Exercise brief: Your output is the line containing "on the overcast" plus all lines after it to the end of the records, reproduced exactly, with nothing else.

Records supplied:
★ ★ ★ ★

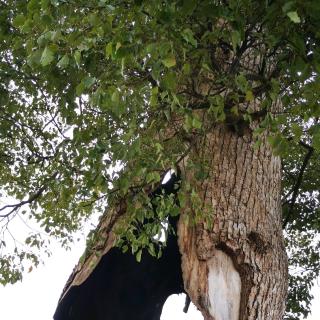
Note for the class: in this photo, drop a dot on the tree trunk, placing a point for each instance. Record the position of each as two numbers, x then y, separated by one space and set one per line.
236 269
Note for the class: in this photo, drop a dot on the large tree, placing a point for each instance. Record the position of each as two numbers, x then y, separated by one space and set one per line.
101 99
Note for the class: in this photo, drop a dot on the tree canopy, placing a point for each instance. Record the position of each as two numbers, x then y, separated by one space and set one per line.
100 99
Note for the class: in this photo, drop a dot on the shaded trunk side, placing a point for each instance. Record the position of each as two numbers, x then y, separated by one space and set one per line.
237 268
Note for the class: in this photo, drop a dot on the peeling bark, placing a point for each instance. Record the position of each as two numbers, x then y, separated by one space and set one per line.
245 242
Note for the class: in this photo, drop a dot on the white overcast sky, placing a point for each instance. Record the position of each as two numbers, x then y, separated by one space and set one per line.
36 297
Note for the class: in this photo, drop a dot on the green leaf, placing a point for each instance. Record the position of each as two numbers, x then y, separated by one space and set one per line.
115 97
19 20
294 17
169 62
188 7
88 82
249 95
138 255
47 56
77 57
236 39
108 50
188 36
63 62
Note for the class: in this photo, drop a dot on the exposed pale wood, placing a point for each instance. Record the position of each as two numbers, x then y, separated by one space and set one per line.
244 191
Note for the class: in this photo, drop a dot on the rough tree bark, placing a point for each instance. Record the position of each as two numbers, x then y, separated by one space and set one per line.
234 270
237 269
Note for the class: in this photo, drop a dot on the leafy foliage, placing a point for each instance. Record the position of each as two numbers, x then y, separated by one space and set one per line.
99 99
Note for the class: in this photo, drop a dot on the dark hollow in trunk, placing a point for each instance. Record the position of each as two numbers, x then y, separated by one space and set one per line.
120 288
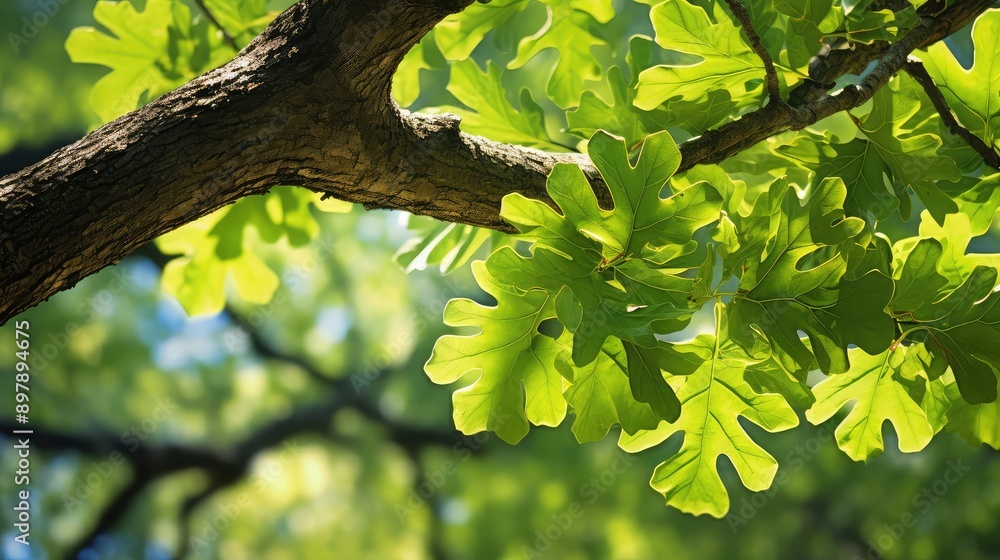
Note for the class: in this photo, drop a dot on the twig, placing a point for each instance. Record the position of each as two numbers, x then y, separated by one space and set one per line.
741 13
918 72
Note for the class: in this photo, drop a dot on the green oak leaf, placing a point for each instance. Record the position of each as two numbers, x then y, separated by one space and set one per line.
918 282
973 94
149 52
568 31
491 114
879 393
448 245
639 218
713 398
726 62
977 423
406 80
217 246
517 381
890 146
963 329
459 34
600 396
782 291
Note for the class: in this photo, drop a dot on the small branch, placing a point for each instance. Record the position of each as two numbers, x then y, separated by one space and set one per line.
918 72
225 34
741 13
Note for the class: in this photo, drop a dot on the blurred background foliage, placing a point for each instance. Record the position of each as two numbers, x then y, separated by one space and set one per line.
304 427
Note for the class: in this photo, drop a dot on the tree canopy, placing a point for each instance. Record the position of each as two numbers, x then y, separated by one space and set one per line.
701 221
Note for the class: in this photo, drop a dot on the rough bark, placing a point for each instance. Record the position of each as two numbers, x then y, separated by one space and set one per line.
308 103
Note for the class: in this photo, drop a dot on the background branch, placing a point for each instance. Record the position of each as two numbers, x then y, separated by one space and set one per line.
916 69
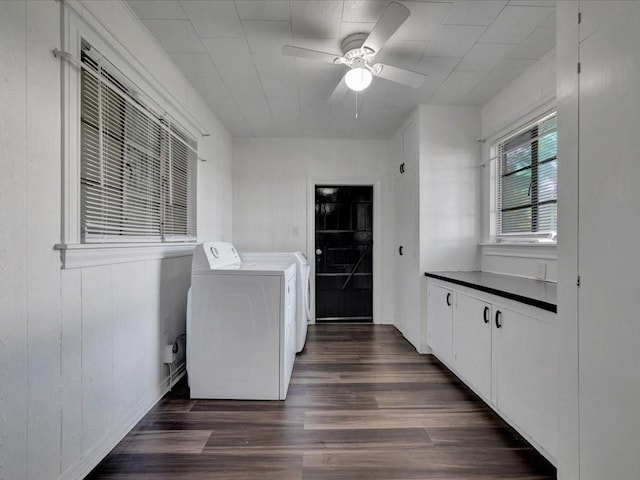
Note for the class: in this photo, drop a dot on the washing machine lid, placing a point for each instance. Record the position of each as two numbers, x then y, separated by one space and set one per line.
262 256
275 267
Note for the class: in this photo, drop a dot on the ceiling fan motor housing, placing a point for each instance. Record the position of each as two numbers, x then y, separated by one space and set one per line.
355 55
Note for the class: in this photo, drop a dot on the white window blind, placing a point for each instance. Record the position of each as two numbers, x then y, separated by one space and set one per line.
527 181
138 168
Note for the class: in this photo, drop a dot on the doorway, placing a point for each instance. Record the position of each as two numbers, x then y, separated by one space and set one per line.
344 253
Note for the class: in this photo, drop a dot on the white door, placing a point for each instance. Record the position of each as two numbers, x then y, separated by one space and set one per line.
609 199
472 343
406 232
439 322
525 370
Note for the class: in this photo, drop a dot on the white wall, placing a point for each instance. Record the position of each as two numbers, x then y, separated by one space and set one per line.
518 103
79 349
450 208
450 211
602 190
271 206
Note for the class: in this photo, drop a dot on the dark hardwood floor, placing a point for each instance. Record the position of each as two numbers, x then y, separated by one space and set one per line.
362 405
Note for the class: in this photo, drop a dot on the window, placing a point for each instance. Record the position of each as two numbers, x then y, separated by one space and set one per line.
137 167
527 182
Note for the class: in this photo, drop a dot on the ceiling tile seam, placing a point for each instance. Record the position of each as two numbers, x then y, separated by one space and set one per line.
247 124
487 26
264 96
451 73
295 64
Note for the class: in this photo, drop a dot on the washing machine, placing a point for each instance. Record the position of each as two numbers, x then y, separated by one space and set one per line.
241 332
304 314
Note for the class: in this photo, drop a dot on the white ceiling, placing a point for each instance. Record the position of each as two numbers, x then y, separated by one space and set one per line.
230 51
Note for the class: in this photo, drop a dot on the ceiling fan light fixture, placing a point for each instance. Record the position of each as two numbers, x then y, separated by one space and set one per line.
358 78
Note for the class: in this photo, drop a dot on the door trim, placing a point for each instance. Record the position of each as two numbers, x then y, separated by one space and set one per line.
376 183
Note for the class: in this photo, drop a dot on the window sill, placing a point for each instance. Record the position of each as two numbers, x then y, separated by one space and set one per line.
93 255
537 250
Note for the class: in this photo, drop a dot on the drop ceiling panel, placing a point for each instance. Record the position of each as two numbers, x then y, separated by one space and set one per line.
318 81
276 10
473 12
227 110
541 41
175 36
533 3
196 64
349 28
550 21
286 115
316 18
368 11
457 86
423 21
453 40
277 75
484 57
509 70
214 19
403 54
256 111
230 51
267 36
212 86
241 80
515 24
158 9
483 92
329 45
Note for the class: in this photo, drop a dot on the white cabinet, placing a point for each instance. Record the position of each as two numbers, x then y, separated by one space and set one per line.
472 343
505 351
440 322
525 372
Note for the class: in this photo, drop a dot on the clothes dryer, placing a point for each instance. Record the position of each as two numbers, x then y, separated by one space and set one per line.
241 334
304 313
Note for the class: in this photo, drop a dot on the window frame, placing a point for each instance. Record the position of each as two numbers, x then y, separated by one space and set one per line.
78 25
490 166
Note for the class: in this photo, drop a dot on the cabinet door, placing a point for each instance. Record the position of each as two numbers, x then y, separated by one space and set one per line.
525 369
439 322
472 343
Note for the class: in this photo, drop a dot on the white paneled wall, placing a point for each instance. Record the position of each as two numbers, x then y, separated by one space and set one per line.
271 207
116 320
519 102
80 350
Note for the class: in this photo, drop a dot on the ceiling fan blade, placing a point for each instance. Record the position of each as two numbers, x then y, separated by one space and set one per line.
339 92
391 19
300 52
400 75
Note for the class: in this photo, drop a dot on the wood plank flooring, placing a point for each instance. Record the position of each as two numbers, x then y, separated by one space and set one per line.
362 405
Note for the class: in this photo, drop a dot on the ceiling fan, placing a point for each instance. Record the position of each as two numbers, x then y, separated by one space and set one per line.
358 52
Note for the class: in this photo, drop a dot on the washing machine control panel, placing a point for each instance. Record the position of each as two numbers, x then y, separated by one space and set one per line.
220 254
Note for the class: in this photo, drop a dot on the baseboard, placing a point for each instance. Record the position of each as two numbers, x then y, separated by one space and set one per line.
101 449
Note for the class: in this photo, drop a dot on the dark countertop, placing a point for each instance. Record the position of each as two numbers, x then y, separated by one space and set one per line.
536 293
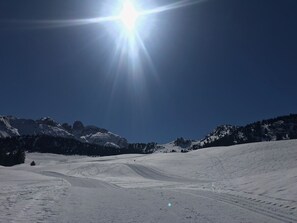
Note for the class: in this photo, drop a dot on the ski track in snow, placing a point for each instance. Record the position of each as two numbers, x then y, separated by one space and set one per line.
244 183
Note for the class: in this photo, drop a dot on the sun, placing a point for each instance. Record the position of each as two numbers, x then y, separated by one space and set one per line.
129 16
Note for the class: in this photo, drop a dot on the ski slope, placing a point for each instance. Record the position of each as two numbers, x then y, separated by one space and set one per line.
244 183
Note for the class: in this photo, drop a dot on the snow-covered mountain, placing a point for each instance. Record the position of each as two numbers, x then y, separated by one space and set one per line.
280 128
11 126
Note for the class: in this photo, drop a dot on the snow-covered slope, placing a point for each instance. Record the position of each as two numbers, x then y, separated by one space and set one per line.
243 183
280 128
12 126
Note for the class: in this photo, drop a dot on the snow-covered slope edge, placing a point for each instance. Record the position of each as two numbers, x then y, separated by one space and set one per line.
280 128
11 126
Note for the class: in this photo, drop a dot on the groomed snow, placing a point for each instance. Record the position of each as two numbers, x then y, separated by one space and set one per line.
243 183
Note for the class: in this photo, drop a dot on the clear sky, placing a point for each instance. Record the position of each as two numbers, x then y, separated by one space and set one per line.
216 62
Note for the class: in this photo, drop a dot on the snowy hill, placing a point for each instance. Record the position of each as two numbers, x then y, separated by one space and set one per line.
253 182
11 126
280 128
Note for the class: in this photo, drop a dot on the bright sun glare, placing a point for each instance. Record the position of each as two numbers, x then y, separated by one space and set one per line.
129 16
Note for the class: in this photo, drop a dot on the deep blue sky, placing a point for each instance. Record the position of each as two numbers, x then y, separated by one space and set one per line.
218 62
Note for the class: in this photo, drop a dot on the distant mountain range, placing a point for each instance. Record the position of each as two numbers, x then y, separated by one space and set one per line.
48 136
280 128
12 127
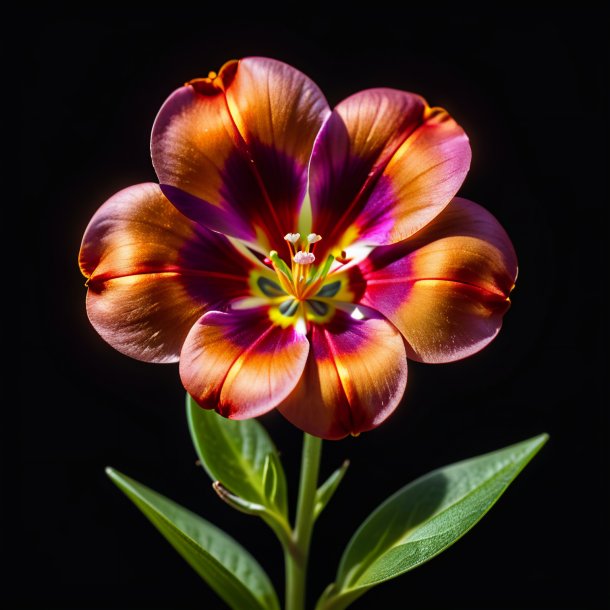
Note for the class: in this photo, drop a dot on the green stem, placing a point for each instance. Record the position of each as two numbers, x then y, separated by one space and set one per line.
296 557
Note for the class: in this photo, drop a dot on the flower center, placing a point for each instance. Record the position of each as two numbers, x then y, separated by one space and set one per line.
303 278
301 292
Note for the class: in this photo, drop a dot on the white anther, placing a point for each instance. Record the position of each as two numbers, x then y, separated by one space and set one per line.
292 237
304 258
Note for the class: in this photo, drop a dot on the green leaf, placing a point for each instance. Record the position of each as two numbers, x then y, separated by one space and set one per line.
423 519
327 489
222 562
241 455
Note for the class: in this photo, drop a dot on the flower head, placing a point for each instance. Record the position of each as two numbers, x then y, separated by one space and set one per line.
211 267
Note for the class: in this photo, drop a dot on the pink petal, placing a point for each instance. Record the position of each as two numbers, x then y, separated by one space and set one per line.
240 363
152 273
447 287
355 377
384 165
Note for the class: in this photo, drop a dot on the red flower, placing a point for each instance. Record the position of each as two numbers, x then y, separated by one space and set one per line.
294 257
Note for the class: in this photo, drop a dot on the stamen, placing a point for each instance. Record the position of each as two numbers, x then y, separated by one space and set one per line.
304 258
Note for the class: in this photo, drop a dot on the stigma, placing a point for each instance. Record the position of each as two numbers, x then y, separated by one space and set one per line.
303 278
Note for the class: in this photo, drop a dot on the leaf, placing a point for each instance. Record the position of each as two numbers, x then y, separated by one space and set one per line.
326 491
241 455
423 519
221 561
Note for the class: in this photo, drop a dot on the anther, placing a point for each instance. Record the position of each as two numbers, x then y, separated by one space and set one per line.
293 238
304 258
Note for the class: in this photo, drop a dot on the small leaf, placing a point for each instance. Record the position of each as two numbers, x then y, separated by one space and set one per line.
240 455
423 519
327 489
222 562
270 479
250 508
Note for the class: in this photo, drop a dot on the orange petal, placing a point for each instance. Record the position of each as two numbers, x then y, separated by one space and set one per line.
447 287
152 272
383 166
233 153
355 377
240 364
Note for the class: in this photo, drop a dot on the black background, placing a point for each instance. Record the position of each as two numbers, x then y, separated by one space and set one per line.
531 91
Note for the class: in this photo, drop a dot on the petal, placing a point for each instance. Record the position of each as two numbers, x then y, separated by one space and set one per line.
241 364
447 287
232 153
152 272
355 377
384 165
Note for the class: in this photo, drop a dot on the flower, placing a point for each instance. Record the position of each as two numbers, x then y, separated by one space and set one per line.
293 257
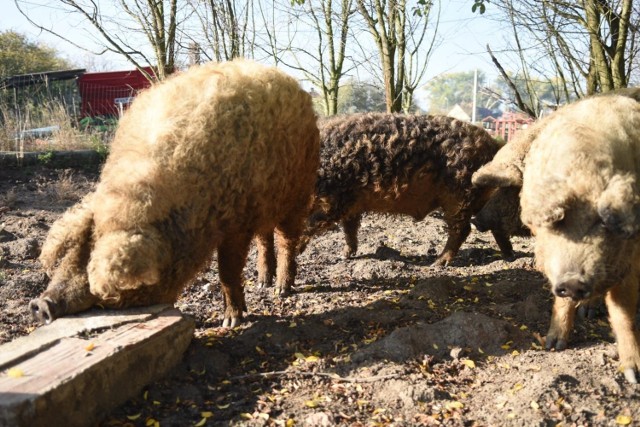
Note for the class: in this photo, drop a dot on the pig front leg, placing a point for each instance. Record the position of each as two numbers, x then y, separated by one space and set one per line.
562 318
350 227
232 256
62 298
266 260
504 243
622 304
458 232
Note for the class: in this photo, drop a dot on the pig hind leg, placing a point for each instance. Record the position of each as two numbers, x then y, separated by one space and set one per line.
622 304
266 259
459 227
350 227
232 256
288 234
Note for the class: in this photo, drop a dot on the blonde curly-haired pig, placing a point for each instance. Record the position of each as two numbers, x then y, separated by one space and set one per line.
206 160
580 198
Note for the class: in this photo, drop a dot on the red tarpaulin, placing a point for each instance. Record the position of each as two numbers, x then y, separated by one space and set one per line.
109 93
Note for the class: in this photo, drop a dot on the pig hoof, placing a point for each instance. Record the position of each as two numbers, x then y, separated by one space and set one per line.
554 343
231 322
265 283
282 292
441 262
630 375
42 310
348 253
509 256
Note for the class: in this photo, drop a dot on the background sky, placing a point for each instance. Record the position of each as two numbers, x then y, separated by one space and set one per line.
463 34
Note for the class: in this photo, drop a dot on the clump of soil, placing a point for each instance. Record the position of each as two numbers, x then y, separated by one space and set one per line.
381 339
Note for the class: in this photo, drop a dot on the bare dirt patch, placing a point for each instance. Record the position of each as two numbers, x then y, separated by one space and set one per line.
382 339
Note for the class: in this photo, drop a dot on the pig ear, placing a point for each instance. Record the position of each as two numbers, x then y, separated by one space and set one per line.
619 206
70 233
548 210
497 174
124 260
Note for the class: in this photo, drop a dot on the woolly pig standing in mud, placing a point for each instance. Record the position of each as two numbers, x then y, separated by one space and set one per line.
399 164
580 198
206 160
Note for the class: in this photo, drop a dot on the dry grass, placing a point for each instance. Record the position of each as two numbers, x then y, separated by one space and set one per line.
67 134
64 188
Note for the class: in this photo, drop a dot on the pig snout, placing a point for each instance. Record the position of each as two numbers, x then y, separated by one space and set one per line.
44 310
572 288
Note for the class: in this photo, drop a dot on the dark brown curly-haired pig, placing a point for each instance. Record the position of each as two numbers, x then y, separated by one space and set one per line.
580 198
501 214
204 161
399 164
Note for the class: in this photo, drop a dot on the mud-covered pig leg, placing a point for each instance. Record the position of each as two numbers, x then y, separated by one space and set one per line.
288 235
562 318
622 304
266 259
504 243
350 227
232 256
459 227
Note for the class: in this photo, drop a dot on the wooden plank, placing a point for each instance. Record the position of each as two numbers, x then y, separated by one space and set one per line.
78 380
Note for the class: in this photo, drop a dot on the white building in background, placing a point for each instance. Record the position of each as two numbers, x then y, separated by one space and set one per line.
458 113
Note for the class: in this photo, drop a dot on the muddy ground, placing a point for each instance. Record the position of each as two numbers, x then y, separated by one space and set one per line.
382 339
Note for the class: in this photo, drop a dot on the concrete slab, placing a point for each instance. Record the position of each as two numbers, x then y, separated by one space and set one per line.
77 369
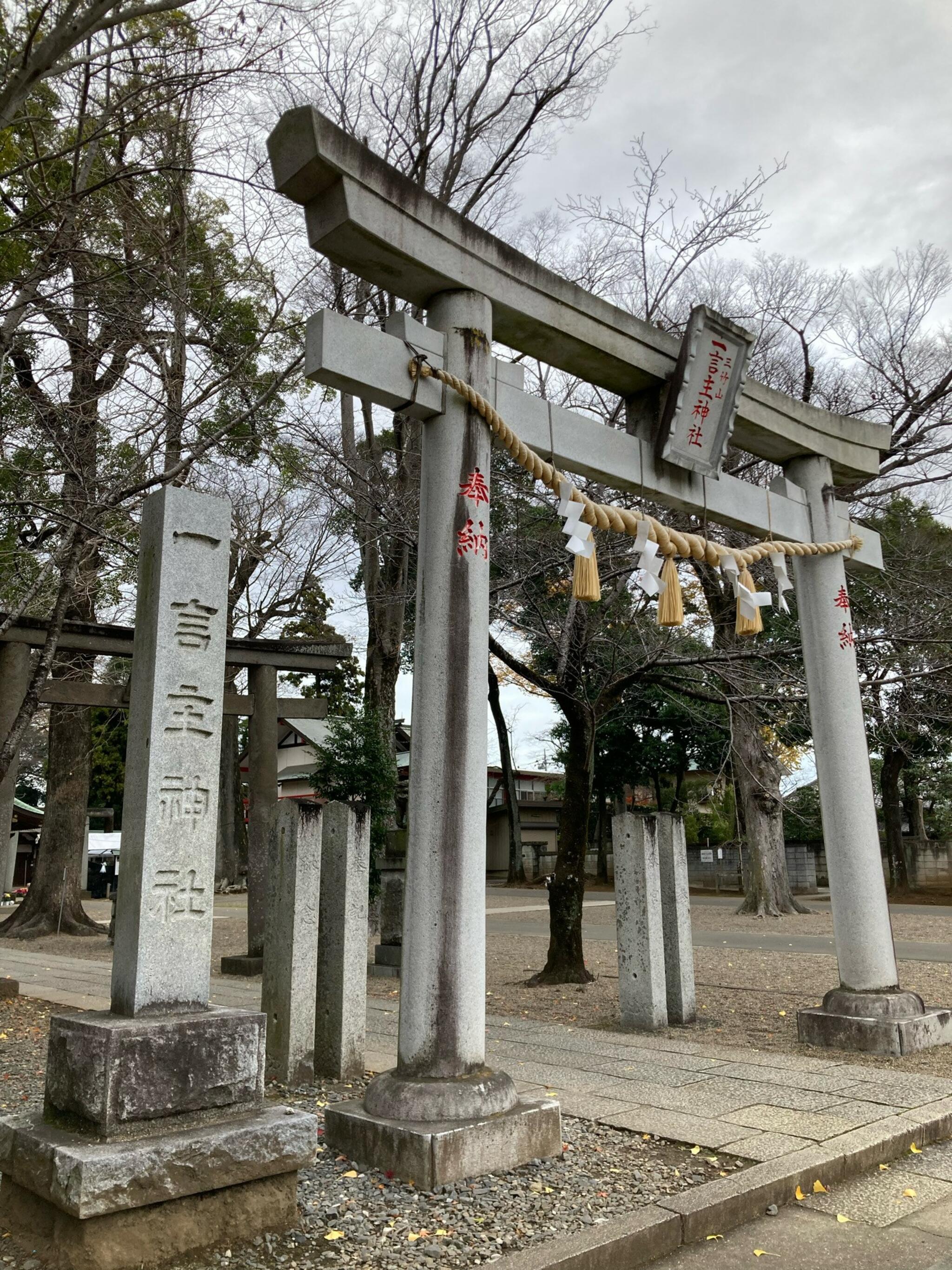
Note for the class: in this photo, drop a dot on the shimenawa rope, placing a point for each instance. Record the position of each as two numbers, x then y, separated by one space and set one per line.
622 520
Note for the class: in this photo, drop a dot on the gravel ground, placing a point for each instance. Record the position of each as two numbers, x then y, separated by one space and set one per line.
355 1218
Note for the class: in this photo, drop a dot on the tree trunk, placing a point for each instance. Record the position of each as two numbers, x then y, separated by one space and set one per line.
231 808
567 890
56 879
517 871
758 785
913 805
893 764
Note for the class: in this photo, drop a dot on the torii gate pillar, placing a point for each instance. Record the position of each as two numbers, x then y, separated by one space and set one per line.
869 1011
442 1114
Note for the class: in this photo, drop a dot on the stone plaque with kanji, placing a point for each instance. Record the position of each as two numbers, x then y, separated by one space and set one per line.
702 399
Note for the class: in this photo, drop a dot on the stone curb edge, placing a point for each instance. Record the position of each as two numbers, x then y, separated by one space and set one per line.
713 1208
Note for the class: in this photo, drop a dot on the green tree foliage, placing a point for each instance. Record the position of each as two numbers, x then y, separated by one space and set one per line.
356 765
107 775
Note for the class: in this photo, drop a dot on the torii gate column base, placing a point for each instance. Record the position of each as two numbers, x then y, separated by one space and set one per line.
869 1011
443 1114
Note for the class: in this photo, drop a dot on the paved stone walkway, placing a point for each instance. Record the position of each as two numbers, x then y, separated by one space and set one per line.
907 951
894 1218
758 1105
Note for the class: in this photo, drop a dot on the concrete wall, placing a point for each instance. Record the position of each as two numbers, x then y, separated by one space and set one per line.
930 864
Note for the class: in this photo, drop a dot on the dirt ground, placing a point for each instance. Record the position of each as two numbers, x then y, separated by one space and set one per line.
746 997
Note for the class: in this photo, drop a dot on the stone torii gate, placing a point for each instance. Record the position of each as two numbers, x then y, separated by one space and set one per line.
366 218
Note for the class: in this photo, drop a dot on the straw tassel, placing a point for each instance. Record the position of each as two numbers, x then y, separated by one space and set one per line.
671 606
586 582
748 625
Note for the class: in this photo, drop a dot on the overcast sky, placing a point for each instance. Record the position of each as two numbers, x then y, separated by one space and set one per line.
856 93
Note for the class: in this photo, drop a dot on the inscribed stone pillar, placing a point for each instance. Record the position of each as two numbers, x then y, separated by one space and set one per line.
14 680
638 906
861 920
262 797
442 1000
676 920
341 1019
167 885
291 942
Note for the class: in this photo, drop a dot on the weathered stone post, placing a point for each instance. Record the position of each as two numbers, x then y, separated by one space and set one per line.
869 1010
341 1019
14 680
638 909
441 1074
262 812
388 956
155 1133
291 942
676 918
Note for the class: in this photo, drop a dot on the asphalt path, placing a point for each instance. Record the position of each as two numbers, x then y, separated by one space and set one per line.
762 940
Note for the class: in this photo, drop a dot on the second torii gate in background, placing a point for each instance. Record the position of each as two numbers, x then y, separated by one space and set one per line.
475 289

★ ★ ★ ★

Reply to the task:
Note for the class: in this photo, drop a dot on the overcast sky, placing a point for each instance. Record the position of each as two numbers, x then y, separated by one space and set one per line.
856 93
Note for the class: in this photo, drop a dot on the inscribed stone pillar, placing a point for each instance. Record the position of each as two numbers, x then y, separated by one space and set one per line.
14 680
638 906
861 920
262 797
442 1000
676 920
341 1019
167 885
291 942
Note for the class: in this photo, drop a dot on the weathered stone post, placing a point for each instance. Record the position of each as two numbers, x then y, separated by one space and set one per line.
869 1010
341 1019
14 680
638 909
441 1074
262 812
388 956
155 1133
291 942
676 918
Note for the class: in this photo, drop a dot on the asphalt path, placing a point for each instance. Record the position of each as two numbers, x then y, separated by one space and set one per line.
762 940
Note for the class: in this photo, drop a dot on the second torii gate in background, placing a point for each instance. Record the position of each as two numbers, x then y, separated by one space and set one per line.
475 289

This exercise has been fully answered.